(Materials provided Opens)

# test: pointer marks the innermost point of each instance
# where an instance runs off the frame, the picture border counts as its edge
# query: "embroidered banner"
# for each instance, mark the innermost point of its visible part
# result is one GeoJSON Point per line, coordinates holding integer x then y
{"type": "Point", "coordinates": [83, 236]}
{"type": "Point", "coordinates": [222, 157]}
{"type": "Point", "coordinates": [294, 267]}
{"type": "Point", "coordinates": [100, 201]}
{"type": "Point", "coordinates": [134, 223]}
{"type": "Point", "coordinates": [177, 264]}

(Materials provided Closes)

About this exercise -
Set every entry down once more, exactly as written above.

Solution for this exercise -
# test: pointer marks the innermost point of each instance
# where an instance runs off the frame, the picture border counts as its edge
# query: "embroidered banner"
# for each instance, mark the innermost point of its visible part
# result is one GeoJSON Point per line, coordinates holding integer x then y
{"type": "Point", "coordinates": [83, 236]}
{"type": "Point", "coordinates": [222, 157]}
{"type": "Point", "coordinates": [294, 267]}
{"type": "Point", "coordinates": [100, 201]}
{"type": "Point", "coordinates": [134, 223]}
{"type": "Point", "coordinates": [177, 264]}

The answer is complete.